TASK INPUTS
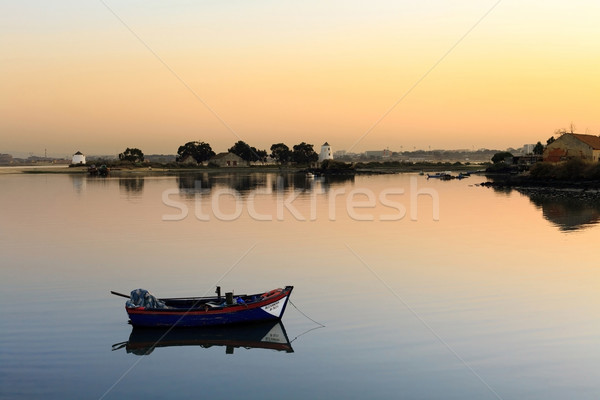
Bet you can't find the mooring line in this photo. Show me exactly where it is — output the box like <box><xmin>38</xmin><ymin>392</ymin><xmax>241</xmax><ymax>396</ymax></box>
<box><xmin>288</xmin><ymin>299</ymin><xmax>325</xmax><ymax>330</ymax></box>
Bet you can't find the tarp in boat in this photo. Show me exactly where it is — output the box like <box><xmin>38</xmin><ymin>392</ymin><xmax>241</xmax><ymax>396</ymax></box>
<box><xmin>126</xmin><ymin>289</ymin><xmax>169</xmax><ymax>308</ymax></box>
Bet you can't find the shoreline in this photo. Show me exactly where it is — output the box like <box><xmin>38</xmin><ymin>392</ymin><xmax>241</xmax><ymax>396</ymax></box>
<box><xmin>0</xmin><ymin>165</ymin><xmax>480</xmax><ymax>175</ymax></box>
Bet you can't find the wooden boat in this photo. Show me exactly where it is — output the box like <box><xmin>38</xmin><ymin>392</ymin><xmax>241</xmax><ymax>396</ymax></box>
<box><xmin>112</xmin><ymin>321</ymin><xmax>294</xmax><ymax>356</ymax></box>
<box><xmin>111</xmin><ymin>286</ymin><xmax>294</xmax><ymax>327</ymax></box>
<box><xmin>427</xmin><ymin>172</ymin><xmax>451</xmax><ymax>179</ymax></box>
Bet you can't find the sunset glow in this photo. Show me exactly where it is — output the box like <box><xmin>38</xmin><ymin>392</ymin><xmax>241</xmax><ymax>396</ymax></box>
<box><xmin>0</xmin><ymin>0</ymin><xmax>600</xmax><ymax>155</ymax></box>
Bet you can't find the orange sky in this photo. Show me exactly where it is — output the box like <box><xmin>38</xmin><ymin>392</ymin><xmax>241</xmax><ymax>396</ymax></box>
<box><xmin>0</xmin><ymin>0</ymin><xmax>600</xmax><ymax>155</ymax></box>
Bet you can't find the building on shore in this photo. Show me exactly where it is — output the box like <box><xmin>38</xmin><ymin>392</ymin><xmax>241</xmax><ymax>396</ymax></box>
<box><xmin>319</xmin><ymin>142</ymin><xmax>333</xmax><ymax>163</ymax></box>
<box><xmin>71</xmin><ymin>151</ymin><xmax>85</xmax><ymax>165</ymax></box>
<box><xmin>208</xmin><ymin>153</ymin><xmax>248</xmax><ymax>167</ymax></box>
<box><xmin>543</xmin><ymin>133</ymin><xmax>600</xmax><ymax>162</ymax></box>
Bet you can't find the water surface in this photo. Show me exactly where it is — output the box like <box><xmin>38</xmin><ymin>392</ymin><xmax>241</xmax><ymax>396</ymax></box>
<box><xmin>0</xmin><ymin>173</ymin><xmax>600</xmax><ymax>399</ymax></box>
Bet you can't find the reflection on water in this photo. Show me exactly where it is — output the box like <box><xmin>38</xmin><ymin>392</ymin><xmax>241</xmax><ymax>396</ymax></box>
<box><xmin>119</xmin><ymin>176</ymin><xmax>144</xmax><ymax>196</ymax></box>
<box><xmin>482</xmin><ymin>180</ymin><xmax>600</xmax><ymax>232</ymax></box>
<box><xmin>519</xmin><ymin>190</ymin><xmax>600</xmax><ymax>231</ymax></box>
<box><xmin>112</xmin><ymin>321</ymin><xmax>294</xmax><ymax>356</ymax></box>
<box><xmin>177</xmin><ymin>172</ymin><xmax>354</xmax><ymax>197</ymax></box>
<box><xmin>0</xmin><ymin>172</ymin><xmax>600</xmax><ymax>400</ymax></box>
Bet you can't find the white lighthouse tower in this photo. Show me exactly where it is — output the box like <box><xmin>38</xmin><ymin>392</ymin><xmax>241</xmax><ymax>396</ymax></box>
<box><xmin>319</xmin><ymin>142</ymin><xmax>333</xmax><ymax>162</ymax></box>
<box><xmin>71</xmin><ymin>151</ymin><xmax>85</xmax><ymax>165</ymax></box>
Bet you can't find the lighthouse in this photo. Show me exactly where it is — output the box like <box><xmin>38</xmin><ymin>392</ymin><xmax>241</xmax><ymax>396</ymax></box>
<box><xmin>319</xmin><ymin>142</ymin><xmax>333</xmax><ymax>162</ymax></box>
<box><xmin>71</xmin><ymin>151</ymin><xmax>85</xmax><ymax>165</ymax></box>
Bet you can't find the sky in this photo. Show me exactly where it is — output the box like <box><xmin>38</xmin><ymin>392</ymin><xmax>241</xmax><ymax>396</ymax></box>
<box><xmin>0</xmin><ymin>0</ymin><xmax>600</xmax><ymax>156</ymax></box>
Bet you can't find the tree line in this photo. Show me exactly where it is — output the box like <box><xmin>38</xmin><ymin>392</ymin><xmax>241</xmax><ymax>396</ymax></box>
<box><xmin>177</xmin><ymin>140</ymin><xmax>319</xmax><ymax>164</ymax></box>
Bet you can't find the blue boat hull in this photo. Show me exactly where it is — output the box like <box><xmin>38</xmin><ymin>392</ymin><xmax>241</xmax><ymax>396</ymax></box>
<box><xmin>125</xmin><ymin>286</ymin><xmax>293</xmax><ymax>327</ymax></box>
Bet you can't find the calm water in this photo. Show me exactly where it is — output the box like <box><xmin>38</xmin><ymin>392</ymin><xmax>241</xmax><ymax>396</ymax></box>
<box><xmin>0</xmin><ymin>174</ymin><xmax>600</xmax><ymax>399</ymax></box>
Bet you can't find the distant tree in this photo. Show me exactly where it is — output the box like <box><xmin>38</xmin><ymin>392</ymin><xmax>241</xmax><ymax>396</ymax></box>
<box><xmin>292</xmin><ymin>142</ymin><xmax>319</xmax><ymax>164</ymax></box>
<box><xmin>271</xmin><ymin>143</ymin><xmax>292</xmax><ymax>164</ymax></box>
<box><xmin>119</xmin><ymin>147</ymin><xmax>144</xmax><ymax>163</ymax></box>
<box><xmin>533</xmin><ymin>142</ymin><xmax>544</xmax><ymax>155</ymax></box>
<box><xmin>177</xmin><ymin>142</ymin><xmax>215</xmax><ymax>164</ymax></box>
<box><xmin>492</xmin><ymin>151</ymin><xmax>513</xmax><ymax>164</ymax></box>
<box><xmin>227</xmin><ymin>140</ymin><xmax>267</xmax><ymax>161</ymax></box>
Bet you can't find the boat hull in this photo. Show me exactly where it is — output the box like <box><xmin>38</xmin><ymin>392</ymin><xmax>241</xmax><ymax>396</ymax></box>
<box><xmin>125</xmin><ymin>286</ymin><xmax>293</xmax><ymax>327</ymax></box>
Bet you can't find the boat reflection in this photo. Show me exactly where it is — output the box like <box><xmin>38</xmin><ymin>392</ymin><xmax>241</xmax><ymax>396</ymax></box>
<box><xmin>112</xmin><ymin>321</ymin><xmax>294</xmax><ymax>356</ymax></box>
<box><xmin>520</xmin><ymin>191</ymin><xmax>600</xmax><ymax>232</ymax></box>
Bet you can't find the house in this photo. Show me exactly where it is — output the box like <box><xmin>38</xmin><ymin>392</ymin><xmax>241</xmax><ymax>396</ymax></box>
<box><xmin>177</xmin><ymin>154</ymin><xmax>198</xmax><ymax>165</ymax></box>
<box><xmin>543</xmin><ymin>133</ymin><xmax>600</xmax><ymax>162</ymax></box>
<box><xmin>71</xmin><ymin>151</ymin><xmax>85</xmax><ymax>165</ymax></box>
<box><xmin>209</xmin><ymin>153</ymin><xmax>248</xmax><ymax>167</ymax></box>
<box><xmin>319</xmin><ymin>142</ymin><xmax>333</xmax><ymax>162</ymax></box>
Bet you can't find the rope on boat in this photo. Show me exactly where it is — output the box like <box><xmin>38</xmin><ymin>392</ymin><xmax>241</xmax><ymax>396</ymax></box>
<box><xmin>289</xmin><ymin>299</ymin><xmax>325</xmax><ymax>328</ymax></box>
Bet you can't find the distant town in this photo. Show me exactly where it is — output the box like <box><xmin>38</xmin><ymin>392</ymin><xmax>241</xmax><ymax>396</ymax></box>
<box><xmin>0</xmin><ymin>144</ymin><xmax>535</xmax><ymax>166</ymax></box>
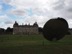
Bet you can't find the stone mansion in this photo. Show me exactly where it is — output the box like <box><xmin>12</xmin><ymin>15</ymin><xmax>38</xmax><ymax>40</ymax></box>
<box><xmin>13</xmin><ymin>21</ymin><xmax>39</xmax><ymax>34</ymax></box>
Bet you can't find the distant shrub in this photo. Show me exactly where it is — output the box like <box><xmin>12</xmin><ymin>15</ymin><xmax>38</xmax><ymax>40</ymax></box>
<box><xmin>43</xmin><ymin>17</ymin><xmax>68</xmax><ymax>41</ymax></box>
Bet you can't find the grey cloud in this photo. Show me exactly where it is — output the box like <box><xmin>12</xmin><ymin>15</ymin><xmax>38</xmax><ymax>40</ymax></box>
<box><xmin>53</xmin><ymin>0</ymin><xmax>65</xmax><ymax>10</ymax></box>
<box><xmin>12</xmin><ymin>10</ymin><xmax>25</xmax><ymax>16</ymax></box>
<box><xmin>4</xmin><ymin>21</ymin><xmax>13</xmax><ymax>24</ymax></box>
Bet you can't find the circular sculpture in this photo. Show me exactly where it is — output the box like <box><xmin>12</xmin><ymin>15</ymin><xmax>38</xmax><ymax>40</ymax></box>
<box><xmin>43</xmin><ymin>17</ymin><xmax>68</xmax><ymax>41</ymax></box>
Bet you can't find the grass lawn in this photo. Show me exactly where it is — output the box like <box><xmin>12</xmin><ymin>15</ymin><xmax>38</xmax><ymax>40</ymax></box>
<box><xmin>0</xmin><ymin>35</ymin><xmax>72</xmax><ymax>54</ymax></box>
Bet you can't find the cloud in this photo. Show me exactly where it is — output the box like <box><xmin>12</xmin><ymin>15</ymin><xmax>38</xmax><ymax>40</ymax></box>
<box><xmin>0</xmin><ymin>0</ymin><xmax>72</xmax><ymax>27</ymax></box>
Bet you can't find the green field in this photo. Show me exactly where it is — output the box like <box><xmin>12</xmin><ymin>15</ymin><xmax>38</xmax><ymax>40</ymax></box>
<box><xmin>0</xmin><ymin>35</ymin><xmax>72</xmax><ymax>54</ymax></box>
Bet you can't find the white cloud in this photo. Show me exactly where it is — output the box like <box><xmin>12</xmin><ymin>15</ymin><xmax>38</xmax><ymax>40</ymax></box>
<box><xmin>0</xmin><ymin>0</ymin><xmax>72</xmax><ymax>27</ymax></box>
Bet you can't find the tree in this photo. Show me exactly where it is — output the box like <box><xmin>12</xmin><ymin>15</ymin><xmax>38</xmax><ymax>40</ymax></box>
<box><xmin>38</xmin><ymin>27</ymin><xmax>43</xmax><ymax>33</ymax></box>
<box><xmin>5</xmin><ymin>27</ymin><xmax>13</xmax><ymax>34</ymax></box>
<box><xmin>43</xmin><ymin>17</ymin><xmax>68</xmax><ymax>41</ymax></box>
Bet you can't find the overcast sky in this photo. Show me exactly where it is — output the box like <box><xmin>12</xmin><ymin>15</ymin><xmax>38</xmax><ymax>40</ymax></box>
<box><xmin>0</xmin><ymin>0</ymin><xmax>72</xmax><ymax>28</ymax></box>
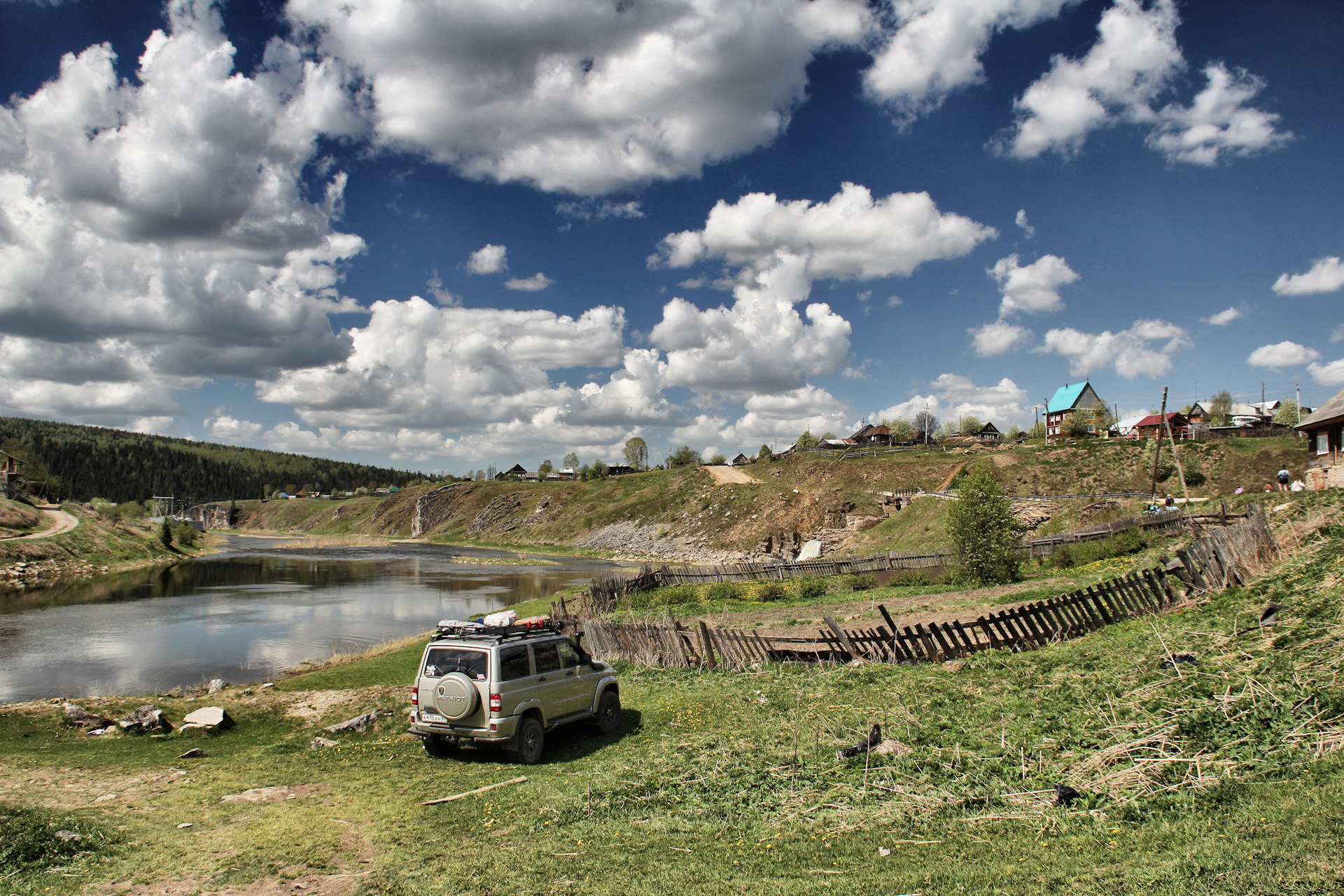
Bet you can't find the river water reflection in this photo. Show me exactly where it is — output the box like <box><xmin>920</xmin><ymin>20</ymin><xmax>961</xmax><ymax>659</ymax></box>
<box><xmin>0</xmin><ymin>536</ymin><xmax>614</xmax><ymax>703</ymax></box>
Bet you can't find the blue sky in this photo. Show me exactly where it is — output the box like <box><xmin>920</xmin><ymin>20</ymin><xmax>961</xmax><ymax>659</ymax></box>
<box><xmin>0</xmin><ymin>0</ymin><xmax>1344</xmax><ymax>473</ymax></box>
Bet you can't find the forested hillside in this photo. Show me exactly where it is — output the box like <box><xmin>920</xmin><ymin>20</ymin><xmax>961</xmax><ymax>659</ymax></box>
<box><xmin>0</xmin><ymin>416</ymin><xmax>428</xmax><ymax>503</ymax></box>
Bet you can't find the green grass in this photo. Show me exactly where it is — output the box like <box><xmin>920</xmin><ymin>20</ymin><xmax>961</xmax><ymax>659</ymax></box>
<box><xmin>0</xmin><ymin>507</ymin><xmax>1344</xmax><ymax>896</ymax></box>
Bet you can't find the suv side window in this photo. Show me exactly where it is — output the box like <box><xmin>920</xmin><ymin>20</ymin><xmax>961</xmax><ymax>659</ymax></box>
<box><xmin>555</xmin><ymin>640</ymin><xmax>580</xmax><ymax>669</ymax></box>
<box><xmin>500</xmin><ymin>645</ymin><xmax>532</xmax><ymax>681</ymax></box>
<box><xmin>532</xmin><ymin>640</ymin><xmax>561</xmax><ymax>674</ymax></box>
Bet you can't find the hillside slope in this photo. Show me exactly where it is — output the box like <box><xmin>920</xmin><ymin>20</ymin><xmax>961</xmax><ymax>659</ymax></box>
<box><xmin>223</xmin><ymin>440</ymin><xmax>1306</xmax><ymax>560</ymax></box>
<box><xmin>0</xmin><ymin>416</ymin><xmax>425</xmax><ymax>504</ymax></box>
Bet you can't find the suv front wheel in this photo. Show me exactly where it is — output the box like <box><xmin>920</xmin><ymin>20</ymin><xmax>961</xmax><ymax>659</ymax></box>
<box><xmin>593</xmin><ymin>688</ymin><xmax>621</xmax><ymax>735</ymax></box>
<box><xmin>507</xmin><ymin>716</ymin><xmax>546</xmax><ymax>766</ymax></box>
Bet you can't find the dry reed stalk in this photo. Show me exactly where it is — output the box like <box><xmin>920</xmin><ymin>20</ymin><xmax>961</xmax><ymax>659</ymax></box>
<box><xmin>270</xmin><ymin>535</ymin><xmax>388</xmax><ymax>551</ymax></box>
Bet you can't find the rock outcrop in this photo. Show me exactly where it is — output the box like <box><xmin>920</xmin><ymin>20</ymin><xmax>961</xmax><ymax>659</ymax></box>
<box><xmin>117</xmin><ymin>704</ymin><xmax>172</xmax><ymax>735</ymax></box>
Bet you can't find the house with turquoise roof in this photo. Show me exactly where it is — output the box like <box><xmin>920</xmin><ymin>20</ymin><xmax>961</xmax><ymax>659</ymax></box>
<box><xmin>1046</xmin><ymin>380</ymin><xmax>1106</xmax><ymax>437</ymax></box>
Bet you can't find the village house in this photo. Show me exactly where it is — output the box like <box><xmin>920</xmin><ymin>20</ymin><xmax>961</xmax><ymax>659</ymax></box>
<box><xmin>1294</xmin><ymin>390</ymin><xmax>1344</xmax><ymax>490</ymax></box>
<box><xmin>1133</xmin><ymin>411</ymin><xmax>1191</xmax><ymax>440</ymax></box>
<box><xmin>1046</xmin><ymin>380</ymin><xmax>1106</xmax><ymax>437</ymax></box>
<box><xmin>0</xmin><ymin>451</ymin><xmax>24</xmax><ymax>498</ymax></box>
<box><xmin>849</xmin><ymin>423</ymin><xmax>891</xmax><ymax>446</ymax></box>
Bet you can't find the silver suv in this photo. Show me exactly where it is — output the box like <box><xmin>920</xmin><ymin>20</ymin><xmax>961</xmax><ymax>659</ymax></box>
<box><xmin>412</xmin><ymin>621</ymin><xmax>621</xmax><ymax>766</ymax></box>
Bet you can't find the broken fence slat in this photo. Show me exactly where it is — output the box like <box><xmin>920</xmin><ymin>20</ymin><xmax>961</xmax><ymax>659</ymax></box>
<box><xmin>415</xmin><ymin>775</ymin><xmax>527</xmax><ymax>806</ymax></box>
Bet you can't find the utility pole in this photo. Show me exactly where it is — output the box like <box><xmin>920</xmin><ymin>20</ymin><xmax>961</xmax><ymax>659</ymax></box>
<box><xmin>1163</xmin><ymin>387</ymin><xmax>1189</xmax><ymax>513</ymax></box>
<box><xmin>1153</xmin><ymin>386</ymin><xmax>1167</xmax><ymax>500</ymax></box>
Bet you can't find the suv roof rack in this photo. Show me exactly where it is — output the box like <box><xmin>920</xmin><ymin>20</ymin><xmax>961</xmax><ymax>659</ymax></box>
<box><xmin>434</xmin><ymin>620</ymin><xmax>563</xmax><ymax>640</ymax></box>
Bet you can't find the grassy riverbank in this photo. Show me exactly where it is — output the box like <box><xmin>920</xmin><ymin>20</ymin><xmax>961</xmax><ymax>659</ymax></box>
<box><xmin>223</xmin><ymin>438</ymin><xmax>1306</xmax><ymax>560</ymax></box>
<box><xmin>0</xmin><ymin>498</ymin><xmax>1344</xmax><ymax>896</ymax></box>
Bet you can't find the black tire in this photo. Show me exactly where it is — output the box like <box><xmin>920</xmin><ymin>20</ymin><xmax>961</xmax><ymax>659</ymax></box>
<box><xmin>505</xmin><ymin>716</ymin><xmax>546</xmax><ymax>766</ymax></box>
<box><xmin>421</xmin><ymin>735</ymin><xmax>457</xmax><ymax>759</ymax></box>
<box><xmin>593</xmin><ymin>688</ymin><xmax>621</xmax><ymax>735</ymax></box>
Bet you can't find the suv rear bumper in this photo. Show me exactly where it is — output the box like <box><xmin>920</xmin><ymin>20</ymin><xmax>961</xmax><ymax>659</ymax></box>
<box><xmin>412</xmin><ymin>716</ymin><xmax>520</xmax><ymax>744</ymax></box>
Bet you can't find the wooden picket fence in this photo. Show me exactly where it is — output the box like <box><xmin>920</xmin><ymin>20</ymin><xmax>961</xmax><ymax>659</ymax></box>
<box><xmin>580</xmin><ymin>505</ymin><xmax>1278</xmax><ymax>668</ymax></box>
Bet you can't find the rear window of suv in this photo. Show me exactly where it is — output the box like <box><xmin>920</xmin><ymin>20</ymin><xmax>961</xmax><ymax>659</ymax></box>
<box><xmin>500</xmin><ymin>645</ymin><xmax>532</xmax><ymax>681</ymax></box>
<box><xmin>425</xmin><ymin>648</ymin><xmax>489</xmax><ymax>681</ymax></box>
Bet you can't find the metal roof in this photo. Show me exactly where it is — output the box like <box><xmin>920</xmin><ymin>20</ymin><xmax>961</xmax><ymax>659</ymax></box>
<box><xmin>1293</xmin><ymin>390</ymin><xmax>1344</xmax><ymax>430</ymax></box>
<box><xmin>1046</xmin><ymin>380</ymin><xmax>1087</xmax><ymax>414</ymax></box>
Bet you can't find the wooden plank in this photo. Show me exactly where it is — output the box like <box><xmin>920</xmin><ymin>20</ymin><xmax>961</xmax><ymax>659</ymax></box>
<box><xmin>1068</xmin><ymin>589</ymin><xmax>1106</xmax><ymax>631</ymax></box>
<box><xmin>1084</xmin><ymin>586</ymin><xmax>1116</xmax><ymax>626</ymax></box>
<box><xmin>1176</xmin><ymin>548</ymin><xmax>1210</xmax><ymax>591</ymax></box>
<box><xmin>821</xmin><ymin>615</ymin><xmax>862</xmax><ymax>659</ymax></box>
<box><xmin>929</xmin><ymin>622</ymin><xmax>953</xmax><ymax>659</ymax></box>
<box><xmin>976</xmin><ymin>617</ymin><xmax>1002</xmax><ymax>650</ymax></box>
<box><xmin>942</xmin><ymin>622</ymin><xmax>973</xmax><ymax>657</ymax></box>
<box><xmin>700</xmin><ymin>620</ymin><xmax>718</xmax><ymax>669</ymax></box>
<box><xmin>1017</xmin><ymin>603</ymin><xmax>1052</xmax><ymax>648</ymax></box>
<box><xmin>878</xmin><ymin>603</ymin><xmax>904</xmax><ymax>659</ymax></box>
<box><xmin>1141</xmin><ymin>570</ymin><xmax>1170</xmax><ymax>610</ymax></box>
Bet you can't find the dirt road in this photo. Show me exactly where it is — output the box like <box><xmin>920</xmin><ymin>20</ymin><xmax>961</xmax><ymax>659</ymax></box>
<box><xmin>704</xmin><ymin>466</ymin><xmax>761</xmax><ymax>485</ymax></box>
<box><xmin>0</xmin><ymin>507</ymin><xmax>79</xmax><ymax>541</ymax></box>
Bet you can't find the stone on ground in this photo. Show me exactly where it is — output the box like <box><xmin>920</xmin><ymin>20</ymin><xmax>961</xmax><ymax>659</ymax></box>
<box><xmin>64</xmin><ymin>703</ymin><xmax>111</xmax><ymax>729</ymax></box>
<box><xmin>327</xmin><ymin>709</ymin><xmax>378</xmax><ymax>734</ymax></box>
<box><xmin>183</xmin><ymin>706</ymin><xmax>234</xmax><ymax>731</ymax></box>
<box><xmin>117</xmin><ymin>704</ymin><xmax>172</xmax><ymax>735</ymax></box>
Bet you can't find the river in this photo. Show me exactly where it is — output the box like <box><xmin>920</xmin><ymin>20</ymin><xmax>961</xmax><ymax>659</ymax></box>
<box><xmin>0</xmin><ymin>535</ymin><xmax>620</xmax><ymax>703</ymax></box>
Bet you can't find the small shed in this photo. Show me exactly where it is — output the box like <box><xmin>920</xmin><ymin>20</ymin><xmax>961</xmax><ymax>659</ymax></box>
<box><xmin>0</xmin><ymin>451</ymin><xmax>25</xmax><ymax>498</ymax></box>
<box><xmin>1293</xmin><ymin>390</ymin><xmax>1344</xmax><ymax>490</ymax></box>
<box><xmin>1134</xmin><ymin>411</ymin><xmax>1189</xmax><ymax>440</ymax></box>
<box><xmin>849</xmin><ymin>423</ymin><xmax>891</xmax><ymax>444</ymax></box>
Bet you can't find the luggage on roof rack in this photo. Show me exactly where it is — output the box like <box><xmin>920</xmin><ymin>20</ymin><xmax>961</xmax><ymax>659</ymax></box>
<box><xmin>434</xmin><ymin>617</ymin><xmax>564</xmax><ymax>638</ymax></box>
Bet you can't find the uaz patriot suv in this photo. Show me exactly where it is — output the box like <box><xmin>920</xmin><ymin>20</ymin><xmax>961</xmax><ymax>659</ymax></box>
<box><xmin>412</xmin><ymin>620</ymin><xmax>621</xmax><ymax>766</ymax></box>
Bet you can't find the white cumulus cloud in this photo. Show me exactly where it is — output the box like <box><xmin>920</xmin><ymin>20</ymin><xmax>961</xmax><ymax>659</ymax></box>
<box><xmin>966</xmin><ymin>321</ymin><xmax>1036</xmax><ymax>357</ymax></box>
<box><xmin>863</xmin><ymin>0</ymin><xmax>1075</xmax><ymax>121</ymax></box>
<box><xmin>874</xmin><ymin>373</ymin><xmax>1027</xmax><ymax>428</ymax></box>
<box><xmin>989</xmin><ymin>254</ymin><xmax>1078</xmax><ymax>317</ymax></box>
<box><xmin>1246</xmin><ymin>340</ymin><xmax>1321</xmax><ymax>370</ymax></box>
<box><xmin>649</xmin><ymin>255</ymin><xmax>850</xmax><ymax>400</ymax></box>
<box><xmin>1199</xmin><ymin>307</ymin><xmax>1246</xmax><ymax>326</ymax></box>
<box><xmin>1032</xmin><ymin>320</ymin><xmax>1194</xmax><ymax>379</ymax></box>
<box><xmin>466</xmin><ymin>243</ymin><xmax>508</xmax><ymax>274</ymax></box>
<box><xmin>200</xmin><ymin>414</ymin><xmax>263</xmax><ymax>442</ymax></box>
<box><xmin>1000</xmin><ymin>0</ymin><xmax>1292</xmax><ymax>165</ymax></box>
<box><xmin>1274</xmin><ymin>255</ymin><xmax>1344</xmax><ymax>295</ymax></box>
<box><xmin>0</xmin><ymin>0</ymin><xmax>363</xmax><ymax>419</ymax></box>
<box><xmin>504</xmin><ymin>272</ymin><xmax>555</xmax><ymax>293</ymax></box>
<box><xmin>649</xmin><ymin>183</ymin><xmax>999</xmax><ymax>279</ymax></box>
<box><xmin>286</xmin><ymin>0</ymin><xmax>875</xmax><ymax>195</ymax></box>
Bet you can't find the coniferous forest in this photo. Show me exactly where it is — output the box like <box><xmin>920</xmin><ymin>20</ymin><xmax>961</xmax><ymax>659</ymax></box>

WHAT IS EXPECTED
Pick out each line in the listing above that contains the word "shed" and copy those lines.

RIGHT ANSWER
Bet you can't find the small shed in this photo. Show me exactly where it is — output the box like <box><xmin>920</xmin><ymin>20</ymin><xmax>961</xmax><ymax>659</ymax></box>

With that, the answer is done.